YOUR INSTRUCTIONS: Recast the lines of the records below as a Markdown table with the columns Row and Line. Start at the line that contains "subject: boxwood hedge" and end at the line that contains "134 55 L 159". Number each row, and leave out blank lines.

MATERIAL FOR THIS TASK:

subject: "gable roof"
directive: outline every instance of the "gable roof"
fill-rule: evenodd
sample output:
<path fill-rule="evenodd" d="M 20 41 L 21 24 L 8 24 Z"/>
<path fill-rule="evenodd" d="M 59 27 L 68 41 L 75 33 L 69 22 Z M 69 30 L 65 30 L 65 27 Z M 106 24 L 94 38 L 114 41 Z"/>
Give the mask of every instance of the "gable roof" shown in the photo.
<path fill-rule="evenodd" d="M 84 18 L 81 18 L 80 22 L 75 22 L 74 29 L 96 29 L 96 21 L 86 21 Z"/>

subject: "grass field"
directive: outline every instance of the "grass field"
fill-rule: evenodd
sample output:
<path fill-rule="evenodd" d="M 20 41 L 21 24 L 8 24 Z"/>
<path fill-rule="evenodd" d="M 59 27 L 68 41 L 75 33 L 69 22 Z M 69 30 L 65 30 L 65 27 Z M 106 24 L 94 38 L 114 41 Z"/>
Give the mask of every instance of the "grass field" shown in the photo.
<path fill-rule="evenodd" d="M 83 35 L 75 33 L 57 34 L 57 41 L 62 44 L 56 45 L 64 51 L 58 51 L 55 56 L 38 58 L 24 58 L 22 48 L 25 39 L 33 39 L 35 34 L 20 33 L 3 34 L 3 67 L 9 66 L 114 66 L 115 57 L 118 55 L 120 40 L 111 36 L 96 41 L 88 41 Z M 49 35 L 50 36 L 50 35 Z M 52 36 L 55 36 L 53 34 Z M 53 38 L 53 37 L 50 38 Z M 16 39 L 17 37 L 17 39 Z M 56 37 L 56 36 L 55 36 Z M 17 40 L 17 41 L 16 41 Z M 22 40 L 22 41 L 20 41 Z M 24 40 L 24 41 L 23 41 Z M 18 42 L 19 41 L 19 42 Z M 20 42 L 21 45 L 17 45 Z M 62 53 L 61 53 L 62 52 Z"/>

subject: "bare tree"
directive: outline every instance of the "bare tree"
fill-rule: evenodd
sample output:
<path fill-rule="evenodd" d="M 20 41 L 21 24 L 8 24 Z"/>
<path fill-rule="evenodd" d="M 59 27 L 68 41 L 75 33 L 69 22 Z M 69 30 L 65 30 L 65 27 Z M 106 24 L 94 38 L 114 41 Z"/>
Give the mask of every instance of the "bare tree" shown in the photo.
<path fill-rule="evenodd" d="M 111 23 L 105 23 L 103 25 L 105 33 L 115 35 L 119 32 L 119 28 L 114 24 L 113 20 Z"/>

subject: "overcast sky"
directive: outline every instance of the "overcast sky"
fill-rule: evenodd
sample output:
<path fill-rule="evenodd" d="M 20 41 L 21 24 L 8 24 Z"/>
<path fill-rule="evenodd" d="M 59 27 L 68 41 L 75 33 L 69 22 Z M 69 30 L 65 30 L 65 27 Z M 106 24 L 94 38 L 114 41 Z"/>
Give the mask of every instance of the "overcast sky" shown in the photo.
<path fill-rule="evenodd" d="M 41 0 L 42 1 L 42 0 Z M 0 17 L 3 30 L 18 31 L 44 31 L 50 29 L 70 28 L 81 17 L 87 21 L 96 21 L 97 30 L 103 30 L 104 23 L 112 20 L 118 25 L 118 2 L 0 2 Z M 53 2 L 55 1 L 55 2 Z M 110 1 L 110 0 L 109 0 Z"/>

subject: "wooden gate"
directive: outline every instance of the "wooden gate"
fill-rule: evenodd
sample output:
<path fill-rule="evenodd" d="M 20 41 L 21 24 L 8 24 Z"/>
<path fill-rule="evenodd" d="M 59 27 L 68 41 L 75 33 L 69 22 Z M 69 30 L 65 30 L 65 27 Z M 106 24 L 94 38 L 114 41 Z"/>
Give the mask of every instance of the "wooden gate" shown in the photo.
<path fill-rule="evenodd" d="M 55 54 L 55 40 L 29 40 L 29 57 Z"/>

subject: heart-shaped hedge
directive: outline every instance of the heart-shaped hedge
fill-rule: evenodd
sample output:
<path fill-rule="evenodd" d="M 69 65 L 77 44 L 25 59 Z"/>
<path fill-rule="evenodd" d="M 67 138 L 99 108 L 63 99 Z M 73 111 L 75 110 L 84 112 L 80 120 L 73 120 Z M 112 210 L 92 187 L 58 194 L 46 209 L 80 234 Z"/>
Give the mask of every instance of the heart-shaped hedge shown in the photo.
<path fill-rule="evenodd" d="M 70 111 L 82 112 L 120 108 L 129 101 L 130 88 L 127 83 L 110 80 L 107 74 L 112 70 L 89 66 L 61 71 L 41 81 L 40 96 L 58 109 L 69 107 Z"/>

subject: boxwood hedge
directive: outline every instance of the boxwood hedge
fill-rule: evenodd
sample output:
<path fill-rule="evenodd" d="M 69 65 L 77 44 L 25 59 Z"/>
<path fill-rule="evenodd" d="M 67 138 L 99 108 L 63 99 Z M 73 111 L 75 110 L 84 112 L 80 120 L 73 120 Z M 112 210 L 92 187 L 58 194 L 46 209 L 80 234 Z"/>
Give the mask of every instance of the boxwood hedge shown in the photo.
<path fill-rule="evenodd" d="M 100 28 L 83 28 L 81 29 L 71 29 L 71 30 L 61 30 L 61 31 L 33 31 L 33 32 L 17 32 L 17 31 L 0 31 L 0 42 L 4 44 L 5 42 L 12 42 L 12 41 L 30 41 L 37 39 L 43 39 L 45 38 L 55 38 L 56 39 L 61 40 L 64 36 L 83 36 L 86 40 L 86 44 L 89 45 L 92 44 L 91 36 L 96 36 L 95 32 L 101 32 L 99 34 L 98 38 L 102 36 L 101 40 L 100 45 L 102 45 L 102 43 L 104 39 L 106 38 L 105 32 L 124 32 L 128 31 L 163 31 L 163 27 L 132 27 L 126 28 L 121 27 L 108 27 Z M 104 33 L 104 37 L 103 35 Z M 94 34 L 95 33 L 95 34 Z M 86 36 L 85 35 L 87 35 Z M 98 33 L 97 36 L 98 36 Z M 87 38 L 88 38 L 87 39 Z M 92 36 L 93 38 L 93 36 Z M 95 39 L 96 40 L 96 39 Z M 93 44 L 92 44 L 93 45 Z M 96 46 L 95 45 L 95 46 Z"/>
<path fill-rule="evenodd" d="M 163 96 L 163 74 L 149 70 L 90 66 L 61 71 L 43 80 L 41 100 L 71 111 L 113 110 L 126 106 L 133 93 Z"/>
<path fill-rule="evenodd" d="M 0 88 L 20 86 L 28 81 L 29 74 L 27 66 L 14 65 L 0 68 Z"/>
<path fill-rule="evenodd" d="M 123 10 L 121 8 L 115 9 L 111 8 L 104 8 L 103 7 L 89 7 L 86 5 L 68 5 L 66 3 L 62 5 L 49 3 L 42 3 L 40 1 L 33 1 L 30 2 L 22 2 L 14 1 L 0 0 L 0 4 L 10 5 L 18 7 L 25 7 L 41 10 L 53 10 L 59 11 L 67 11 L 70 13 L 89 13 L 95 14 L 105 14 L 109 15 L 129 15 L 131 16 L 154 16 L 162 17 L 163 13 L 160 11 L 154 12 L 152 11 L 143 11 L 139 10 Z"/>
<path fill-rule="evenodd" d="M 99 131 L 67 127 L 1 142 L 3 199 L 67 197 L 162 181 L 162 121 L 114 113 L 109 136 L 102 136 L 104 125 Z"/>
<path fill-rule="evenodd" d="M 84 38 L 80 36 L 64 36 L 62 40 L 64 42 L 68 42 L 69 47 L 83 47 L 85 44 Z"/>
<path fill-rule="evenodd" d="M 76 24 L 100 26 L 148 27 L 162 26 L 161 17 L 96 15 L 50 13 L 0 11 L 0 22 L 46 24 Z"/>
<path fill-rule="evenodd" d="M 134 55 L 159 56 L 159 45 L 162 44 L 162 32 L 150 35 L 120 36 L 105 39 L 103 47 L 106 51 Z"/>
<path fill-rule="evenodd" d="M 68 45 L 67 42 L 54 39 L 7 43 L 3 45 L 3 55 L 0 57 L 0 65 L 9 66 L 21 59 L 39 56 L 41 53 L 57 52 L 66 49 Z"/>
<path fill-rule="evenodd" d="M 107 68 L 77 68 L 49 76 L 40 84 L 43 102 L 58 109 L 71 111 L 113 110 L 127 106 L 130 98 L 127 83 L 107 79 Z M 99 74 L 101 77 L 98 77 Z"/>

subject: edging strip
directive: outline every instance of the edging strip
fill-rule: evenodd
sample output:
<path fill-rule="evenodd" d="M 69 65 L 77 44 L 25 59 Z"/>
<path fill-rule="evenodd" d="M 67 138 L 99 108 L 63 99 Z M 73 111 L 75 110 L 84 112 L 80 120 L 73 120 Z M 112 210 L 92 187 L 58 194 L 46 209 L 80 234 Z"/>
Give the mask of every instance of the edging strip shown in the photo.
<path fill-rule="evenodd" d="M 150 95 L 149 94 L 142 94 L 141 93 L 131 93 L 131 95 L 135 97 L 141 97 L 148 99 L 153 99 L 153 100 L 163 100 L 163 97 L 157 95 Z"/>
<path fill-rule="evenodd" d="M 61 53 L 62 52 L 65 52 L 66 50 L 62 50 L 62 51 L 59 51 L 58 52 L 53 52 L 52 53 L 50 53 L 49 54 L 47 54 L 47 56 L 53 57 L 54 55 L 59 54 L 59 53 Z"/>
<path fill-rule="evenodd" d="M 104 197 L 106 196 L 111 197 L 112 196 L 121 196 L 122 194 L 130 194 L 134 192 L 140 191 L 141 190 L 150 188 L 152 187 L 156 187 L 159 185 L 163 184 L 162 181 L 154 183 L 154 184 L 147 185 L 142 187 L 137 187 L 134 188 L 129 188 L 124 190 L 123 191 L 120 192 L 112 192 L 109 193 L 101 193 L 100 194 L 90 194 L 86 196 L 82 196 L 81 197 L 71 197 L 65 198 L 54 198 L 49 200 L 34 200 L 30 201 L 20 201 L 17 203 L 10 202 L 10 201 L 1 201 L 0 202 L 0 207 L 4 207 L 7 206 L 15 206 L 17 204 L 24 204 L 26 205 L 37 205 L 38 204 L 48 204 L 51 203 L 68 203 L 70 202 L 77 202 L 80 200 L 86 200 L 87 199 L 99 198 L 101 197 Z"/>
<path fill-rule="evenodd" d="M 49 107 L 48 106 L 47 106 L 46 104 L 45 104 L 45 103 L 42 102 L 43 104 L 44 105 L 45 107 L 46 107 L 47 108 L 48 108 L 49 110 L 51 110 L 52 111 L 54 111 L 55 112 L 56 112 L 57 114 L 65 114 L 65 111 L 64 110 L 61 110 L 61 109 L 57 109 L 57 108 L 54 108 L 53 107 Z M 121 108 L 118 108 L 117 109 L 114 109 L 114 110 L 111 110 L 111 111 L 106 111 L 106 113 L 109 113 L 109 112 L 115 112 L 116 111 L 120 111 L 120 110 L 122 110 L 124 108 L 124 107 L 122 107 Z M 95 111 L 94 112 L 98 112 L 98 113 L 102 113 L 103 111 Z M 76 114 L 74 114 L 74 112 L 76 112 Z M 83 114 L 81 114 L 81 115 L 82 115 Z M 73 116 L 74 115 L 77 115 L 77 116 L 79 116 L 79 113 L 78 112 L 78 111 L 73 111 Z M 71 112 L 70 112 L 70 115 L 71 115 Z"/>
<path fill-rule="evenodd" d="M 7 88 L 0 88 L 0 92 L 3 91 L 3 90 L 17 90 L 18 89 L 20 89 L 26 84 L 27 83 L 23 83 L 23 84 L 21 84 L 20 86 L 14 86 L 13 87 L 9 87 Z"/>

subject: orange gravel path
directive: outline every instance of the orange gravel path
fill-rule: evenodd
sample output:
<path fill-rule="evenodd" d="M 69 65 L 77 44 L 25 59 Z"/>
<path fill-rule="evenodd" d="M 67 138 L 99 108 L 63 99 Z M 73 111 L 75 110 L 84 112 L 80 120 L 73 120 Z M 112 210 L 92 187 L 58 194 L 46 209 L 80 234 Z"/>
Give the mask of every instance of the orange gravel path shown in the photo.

TASK RESPONSE:
| Row | Line |
|---|---|
| 1 | subject: boxwood hedge |
| 2 | directive: outline every instance of the boxwood hedge |
| 3 | fill-rule: evenodd |
| 4 | sample output: |
| 5 | <path fill-rule="evenodd" d="M 69 65 L 77 44 L 25 59 Z"/> |
| 6 | <path fill-rule="evenodd" d="M 67 138 L 99 108 L 63 99 Z M 73 111 L 75 110 L 84 112 L 80 120 L 73 120 Z M 112 210 L 92 187 L 58 194 L 46 209 L 80 234 Z"/> |
| 7 | Give the mask of every instance of the boxwood hedge shown in the photo. |
| 8 | <path fill-rule="evenodd" d="M 100 28 L 83 28 L 81 29 L 71 29 L 71 30 L 61 30 L 61 31 L 33 31 L 33 32 L 17 32 L 17 31 L 0 31 L 0 42 L 4 44 L 5 42 L 12 42 L 12 41 L 30 41 L 37 39 L 43 39 L 45 38 L 55 38 L 56 39 L 61 40 L 64 36 L 83 36 L 86 40 L 86 44 L 89 45 L 92 44 L 91 36 L 96 36 L 95 32 L 101 32 L 99 34 L 98 38 L 102 36 L 101 40 L 100 45 L 102 45 L 102 43 L 104 39 L 106 38 L 105 32 L 124 32 L 128 31 L 163 31 L 163 27 L 132 27 L 126 28 L 121 27 L 108 27 Z M 104 33 L 104 37 L 103 35 Z M 94 34 L 95 33 L 95 34 Z M 86 36 L 85 35 L 87 35 Z M 98 33 L 97 36 L 98 36 Z M 87 38 L 88 38 L 87 39 Z M 92 36 L 93 38 L 93 36 Z M 95 39 L 96 40 L 96 39 Z M 93 44 L 92 44 L 93 45 Z M 96 46 L 95 45 L 95 46 Z"/> |
| 9 | <path fill-rule="evenodd" d="M 163 96 L 163 74 L 149 70 L 90 66 L 61 71 L 43 80 L 41 100 L 71 111 L 113 110 L 126 106 L 133 93 Z"/> |
| 10 | <path fill-rule="evenodd" d="M 0 88 L 20 86 L 28 81 L 29 74 L 27 66 L 14 65 L 0 68 Z"/> |
| 11 | <path fill-rule="evenodd" d="M 123 10 L 121 8 L 115 9 L 111 8 L 104 8 L 103 7 L 89 7 L 86 5 L 68 5 L 66 3 L 62 5 L 49 3 L 42 3 L 40 1 L 33 1 L 30 2 L 22 2 L 14 1 L 0 0 L 0 4 L 10 5 L 18 7 L 25 7 L 41 10 L 53 10 L 59 11 L 67 11 L 70 13 L 89 13 L 95 14 L 105 14 L 109 15 L 129 15 L 131 16 L 154 16 L 162 17 L 163 13 L 160 11 L 154 12 L 152 11 L 143 11 L 139 10 Z"/> |
| 12 | <path fill-rule="evenodd" d="M 99 131 L 67 127 L 1 142 L 3 199 L 67 197 L 162 181 L 162 121 L 114 113 L 109 136 L 102 136 L 104 125 Z"/> |
| 13 | <path fill-rule="evenodd" d="M 84 38 L 80 36 L 64 36 L 62 40 L 64 42 L 68 42 L 69 47 L 83 47 L 85 44 Z"/> |
| 14 | <path fill-rule="evenodd" d="M 76 24 L 100 26 L 148 27 L 162 26 L 161 17 L 96 15 L 50 13 L 0 11 L 0 22 L 46 24 Z"/> |
| 15 | <path fill-rule="evenodd" d="M 134 55 L 159 56 L 159 45 L 162 44 L 162 32 L 150 35 L 120 36 L 105 39 L 103 47 L 106 51 Z"/> |